**Exercise**
Copy out the lines from the first line of the items below through the line containing "50, 141, 84, 152", including both, without altering a character.

Items from an annotation dataset

........

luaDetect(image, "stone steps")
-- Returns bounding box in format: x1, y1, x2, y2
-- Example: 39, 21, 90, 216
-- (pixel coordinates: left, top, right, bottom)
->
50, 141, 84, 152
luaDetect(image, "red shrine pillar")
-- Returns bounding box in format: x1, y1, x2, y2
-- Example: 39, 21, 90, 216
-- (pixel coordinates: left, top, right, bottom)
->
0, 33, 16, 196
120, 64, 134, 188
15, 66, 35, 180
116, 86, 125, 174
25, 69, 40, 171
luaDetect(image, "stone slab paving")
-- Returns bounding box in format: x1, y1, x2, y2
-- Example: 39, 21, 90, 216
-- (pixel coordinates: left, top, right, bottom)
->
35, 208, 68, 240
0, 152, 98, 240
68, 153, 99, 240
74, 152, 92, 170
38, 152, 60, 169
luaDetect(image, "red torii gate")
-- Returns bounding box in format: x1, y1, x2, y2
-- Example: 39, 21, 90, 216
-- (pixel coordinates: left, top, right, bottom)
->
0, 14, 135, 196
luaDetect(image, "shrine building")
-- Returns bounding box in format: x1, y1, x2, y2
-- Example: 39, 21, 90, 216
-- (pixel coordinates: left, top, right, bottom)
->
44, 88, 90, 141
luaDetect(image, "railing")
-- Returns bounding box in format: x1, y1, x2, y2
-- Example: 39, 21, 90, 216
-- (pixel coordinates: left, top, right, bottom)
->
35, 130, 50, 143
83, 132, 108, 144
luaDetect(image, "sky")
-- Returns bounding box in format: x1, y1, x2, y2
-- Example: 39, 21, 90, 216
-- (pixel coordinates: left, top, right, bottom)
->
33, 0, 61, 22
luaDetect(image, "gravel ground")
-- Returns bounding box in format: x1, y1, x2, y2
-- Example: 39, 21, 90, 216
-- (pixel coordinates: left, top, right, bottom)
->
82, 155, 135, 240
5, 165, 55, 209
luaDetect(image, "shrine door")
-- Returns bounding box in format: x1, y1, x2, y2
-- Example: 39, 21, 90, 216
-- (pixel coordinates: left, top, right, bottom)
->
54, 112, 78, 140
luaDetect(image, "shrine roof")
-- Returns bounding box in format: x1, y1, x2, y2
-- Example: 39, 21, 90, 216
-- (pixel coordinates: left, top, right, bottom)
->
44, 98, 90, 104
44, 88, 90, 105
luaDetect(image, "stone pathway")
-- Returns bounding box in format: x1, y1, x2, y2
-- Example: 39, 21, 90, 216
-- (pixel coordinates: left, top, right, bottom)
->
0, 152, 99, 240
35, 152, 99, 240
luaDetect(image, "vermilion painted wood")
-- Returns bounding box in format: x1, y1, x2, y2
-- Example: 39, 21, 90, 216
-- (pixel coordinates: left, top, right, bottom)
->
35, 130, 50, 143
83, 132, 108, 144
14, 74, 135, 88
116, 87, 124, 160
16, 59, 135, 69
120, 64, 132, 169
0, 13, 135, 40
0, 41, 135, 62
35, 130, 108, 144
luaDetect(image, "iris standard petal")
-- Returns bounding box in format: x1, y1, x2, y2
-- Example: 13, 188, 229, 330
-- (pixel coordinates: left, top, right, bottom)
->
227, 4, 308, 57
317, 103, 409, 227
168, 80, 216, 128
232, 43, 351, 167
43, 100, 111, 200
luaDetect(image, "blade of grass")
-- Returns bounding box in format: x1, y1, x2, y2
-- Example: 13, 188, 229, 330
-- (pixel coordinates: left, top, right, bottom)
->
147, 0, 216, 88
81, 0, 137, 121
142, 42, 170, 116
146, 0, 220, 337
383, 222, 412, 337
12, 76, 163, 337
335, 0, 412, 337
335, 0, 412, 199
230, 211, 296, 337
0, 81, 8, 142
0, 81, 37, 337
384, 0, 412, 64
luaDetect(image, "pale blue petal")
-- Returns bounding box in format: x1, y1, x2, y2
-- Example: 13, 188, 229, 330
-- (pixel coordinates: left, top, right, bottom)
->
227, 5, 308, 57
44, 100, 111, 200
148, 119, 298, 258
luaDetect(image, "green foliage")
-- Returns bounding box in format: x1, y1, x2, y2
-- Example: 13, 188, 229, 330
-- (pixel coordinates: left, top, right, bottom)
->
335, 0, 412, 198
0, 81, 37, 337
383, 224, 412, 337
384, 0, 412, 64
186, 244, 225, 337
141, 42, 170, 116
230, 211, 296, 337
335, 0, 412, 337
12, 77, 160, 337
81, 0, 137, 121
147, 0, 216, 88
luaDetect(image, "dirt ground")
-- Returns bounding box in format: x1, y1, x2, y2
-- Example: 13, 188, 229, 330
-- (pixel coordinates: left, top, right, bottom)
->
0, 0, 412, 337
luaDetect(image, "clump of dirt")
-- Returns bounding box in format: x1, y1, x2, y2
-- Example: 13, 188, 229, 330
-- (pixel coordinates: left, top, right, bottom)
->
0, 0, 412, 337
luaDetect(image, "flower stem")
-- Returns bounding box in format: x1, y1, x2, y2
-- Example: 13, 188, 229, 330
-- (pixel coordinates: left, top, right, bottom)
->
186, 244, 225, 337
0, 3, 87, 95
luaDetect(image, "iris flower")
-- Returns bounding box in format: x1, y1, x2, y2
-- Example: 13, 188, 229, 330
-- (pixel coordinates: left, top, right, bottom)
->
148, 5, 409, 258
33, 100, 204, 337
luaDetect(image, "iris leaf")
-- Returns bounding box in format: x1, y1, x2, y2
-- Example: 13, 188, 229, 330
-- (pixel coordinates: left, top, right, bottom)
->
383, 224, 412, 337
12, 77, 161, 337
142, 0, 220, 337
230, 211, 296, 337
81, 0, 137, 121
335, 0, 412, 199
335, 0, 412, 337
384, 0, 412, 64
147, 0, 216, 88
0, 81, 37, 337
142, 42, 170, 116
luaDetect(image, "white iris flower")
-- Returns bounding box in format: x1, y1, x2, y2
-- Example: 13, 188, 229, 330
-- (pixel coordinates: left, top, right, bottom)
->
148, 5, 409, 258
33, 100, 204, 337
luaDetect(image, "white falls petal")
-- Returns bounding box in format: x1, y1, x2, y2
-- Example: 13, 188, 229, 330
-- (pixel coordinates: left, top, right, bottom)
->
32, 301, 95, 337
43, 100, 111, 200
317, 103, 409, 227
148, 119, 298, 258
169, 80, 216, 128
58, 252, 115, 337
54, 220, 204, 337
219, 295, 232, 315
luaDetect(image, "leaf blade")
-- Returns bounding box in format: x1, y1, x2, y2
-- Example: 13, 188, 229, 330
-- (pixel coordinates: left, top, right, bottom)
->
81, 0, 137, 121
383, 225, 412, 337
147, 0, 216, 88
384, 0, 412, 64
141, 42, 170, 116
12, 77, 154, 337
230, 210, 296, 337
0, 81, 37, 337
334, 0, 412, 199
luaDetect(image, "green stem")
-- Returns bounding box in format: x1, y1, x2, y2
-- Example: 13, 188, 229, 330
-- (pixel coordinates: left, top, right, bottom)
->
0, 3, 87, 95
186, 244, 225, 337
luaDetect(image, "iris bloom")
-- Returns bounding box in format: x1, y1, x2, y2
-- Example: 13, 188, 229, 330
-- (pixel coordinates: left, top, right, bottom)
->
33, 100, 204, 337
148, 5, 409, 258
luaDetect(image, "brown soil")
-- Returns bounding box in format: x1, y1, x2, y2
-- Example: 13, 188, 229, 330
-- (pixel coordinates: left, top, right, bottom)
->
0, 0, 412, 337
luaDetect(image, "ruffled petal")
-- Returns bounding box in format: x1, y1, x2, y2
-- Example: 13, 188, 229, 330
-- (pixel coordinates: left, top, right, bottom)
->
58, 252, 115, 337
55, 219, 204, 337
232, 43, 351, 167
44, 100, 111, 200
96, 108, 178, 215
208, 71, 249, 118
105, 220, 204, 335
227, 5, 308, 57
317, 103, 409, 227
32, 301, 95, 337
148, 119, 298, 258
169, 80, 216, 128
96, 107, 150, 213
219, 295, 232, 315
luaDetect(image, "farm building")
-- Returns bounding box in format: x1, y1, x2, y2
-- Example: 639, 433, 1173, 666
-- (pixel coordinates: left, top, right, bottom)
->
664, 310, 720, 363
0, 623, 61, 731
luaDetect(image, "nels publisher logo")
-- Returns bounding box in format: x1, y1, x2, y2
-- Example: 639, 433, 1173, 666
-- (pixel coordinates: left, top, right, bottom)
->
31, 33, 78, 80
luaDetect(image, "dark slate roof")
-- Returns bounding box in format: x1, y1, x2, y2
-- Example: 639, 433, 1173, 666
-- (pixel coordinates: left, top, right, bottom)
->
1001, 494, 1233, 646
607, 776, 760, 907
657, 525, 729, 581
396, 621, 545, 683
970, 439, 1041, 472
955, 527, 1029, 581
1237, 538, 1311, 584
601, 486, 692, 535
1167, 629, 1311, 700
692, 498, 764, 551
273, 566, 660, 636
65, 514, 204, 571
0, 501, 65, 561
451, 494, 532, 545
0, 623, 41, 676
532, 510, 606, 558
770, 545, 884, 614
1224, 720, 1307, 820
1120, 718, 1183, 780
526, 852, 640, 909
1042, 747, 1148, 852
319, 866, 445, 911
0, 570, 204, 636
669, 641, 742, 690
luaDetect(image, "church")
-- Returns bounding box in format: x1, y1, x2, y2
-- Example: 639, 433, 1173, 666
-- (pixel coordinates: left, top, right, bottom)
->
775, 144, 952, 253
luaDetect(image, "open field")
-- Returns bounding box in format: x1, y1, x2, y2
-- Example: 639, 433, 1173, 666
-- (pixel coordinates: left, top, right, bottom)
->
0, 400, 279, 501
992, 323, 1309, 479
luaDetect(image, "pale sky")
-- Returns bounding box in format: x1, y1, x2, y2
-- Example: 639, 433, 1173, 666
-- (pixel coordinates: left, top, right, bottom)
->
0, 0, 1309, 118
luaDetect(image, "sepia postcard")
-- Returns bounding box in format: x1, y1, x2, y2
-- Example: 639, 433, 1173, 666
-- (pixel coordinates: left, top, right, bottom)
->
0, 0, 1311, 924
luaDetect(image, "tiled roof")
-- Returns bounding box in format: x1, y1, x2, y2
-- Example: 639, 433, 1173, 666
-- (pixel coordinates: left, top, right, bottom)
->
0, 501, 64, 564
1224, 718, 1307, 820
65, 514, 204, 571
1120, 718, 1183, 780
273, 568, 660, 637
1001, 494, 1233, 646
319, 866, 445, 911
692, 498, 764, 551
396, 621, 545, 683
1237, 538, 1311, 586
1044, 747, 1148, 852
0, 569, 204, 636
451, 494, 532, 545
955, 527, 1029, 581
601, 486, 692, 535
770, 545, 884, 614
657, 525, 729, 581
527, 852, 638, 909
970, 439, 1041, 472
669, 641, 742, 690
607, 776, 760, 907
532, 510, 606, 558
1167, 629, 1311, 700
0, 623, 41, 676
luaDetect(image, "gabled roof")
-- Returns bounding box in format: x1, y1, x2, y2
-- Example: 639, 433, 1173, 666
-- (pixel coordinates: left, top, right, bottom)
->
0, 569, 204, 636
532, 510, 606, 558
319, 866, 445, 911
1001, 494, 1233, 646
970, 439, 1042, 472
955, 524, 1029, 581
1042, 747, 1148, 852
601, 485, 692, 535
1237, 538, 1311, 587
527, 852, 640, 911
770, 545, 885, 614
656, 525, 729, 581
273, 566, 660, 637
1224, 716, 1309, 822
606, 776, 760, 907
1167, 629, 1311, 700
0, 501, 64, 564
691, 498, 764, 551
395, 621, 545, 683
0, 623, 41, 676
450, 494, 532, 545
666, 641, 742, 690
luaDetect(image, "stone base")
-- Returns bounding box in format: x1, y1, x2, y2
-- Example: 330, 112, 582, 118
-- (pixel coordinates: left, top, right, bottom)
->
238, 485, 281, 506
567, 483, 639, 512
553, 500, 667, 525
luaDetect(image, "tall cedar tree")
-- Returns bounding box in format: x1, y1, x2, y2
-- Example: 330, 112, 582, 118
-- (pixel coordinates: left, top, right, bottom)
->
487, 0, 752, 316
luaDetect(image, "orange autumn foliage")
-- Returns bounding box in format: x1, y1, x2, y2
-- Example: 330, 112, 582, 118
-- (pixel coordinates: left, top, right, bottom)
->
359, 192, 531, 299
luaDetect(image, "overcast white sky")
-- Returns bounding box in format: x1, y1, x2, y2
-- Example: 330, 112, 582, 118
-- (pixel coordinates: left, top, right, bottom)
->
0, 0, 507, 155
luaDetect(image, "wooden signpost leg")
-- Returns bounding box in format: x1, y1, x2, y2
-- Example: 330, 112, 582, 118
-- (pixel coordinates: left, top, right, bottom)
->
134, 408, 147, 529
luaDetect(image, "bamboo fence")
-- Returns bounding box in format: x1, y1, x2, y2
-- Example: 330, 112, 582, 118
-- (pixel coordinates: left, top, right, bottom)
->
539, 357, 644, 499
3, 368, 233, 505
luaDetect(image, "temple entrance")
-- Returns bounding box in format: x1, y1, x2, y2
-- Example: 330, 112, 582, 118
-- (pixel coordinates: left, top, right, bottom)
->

........

**Final result**
luaDetect(image, "stone steps")
-- Returns bounding box in format: x1, y1, x2, y2
-- Example: 39, 21, 90, 216
-- (pixel coordinates: left, top, right, bottom)
->
50, 141, 84, 152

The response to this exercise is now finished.